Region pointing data
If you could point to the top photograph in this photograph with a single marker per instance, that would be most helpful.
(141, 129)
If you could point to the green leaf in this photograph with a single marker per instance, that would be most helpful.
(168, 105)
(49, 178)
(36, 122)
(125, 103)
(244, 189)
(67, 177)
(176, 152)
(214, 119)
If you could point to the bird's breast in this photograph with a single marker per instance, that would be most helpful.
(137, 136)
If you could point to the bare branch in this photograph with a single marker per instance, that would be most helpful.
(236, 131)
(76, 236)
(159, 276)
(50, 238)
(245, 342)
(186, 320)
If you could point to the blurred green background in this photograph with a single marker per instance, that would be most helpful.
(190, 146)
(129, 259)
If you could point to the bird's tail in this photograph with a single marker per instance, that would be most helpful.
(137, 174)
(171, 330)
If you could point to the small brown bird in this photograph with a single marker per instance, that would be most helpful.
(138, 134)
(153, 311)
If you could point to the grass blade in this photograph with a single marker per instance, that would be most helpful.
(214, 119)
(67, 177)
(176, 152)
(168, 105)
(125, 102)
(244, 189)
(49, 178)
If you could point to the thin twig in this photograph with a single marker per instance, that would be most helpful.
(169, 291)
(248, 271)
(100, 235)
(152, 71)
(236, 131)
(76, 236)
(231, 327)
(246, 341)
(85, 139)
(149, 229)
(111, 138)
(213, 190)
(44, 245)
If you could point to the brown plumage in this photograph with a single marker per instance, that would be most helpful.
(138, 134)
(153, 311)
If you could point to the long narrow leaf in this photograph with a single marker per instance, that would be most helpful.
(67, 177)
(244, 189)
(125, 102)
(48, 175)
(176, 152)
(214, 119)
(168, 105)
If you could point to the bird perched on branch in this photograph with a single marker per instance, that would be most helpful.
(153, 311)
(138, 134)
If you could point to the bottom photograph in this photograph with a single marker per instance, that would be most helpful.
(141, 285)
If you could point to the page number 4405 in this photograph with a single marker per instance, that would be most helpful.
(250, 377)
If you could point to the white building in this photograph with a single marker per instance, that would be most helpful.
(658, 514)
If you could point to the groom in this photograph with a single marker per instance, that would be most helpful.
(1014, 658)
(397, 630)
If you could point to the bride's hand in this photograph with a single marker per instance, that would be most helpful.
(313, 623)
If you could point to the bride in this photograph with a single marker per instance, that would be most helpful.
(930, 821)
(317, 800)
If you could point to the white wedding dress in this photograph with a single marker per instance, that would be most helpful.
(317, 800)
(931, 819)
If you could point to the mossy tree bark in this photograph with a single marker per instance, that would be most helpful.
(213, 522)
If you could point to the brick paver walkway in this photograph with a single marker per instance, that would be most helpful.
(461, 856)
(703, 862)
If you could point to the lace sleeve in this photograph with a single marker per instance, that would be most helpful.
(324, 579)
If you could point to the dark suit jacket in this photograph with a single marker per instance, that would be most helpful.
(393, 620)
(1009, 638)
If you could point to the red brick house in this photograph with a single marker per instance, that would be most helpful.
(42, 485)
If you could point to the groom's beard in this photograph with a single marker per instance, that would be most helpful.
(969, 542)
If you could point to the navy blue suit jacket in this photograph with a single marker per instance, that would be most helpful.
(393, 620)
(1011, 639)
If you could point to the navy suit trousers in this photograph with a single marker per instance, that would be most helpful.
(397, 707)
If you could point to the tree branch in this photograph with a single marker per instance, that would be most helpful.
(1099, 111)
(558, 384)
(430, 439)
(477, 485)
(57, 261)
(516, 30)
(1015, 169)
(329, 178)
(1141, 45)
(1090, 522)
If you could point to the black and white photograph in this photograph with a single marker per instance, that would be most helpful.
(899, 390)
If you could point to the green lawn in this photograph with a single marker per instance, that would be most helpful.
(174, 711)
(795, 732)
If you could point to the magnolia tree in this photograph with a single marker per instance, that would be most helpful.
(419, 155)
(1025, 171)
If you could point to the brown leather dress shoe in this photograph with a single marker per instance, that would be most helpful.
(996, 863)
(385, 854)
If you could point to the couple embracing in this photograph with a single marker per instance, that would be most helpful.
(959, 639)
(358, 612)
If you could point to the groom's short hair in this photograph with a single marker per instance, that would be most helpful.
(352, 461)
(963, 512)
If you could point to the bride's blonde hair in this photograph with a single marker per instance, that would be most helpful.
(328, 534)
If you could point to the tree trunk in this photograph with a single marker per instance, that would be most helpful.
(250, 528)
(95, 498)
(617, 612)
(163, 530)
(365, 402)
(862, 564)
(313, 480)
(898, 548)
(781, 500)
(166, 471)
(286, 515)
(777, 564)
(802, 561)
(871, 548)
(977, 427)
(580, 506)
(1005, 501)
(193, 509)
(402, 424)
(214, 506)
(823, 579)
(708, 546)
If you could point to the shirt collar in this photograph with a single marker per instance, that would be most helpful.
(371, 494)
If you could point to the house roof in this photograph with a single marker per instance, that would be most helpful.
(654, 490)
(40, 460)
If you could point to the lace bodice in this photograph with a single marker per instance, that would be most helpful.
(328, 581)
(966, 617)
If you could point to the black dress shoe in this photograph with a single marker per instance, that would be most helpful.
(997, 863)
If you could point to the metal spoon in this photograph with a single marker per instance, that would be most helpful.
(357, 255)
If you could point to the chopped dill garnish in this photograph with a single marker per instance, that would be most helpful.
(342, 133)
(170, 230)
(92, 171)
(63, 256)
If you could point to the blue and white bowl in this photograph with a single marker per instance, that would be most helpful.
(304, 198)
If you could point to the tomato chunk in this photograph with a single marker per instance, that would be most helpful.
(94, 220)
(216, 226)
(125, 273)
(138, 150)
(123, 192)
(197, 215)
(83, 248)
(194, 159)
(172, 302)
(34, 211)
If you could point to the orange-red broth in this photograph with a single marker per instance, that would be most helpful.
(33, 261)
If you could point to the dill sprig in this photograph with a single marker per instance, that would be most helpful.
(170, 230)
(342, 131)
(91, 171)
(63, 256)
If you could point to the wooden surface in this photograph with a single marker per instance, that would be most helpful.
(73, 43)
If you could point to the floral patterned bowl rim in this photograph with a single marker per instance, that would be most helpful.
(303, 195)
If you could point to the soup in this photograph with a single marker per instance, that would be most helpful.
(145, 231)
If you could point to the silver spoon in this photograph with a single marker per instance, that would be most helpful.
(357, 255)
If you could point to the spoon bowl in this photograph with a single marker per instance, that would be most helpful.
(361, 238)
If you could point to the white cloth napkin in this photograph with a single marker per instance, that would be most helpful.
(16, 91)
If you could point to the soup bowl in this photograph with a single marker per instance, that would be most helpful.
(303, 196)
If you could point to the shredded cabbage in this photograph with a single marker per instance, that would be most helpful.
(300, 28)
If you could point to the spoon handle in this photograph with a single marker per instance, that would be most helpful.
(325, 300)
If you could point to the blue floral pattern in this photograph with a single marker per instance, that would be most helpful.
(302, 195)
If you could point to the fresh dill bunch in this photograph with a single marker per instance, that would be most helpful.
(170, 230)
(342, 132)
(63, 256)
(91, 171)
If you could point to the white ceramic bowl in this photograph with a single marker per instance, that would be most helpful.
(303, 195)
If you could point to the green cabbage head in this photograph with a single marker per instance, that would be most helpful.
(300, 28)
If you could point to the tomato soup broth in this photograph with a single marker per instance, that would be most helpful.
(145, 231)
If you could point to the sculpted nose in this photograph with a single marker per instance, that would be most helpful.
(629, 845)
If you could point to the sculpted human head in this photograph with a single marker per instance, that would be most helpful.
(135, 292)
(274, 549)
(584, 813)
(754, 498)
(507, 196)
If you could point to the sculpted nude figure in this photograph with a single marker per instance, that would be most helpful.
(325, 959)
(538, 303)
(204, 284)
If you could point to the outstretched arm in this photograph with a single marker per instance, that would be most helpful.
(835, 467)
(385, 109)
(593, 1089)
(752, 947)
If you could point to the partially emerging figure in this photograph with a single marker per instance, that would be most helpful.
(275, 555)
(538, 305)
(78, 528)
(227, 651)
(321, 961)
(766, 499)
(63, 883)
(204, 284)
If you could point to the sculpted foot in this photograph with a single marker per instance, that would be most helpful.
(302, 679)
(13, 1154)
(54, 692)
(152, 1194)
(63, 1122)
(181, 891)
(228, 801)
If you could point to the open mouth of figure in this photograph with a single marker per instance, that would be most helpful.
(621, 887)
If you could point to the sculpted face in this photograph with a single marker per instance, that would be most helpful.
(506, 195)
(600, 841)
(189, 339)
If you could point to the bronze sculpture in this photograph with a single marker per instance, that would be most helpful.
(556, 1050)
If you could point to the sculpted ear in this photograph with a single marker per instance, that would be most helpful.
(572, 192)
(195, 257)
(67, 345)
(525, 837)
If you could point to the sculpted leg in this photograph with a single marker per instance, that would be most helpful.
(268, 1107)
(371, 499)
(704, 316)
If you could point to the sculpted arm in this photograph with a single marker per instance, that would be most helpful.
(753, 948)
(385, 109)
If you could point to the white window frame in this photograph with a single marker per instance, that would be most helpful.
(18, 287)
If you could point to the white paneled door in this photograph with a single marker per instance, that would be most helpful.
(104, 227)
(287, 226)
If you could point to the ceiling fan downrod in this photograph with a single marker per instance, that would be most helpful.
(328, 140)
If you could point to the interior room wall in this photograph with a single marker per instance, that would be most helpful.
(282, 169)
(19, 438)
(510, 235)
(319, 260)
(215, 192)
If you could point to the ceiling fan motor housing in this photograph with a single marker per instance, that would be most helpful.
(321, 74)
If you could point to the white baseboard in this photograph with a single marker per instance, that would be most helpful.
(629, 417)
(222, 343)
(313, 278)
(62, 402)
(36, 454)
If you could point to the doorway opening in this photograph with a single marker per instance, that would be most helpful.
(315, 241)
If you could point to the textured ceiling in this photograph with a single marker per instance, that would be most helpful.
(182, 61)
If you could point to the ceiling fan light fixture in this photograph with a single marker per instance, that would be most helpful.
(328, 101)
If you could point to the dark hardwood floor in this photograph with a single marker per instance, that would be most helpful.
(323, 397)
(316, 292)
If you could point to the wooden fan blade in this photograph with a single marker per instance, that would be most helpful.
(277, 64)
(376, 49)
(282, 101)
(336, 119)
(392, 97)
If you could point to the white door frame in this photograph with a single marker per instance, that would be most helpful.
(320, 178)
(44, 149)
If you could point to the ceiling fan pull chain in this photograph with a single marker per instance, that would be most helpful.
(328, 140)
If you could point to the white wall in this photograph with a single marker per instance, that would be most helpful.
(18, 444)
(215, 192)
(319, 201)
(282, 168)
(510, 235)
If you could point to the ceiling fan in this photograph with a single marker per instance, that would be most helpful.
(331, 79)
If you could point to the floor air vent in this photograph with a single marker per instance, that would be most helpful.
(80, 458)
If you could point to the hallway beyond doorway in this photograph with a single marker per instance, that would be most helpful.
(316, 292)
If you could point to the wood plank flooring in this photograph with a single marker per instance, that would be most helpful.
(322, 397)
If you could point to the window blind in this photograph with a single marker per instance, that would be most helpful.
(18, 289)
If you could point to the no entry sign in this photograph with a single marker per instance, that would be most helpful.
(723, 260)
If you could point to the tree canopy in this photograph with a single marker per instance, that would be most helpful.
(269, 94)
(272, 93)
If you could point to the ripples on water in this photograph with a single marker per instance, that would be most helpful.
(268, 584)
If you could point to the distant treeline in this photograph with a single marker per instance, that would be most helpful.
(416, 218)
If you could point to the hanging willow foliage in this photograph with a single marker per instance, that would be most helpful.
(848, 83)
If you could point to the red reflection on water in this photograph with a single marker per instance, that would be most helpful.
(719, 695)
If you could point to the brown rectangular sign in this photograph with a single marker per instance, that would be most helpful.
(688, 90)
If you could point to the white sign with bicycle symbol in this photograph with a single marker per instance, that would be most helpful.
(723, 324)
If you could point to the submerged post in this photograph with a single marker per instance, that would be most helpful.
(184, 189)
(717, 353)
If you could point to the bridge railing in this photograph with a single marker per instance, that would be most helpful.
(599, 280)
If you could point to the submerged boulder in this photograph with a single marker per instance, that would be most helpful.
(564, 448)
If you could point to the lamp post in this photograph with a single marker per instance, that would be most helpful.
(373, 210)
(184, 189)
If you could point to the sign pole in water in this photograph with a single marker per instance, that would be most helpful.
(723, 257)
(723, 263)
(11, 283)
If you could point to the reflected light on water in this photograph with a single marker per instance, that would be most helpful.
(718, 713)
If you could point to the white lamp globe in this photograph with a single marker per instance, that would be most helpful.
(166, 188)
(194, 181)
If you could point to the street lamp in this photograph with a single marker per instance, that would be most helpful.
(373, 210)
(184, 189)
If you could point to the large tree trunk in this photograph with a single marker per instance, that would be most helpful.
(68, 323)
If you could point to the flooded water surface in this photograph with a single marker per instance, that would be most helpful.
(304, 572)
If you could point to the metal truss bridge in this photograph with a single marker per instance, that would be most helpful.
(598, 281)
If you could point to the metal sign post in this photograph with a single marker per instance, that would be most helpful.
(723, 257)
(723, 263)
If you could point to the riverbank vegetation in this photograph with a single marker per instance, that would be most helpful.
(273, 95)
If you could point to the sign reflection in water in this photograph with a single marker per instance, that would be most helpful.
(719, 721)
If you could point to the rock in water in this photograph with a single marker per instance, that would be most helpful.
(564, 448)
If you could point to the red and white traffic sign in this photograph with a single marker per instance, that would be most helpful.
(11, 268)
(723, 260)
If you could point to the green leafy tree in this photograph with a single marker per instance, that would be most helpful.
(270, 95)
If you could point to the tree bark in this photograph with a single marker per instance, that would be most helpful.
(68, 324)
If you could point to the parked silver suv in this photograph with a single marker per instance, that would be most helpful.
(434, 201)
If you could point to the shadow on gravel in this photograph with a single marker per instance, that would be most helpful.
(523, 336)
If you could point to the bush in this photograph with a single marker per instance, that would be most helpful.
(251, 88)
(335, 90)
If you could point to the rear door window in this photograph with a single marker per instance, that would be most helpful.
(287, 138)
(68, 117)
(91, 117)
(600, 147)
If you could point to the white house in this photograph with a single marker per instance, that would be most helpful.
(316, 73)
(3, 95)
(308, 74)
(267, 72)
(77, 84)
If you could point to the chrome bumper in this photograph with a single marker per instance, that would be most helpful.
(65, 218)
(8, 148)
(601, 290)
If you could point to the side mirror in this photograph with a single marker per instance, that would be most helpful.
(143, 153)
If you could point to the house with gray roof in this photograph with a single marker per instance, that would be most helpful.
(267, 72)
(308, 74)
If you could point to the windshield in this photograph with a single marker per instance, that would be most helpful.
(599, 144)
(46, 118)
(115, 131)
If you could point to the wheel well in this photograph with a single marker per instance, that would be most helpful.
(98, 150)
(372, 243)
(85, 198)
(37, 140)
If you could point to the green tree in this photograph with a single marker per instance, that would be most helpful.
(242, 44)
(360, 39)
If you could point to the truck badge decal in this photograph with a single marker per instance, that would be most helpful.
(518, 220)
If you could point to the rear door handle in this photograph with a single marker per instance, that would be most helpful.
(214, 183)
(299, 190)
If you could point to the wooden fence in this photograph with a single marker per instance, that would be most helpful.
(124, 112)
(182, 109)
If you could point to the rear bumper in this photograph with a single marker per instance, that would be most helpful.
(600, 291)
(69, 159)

→ **Problem requirements**: Exact copies of the lines from the one containing "If you could point to the wooden fence" through the final line of the records are all the answer should hold.

→ **Solved problem**:
If you could point to the wooden fence in this photograph with a single marker per instance, that would be most helpful.
(124, 112)
(182, 109)
If you could point to the rear bumper in this photograph with a single marker per instance, that would be most helpful.
(600, 291)
(69, 159)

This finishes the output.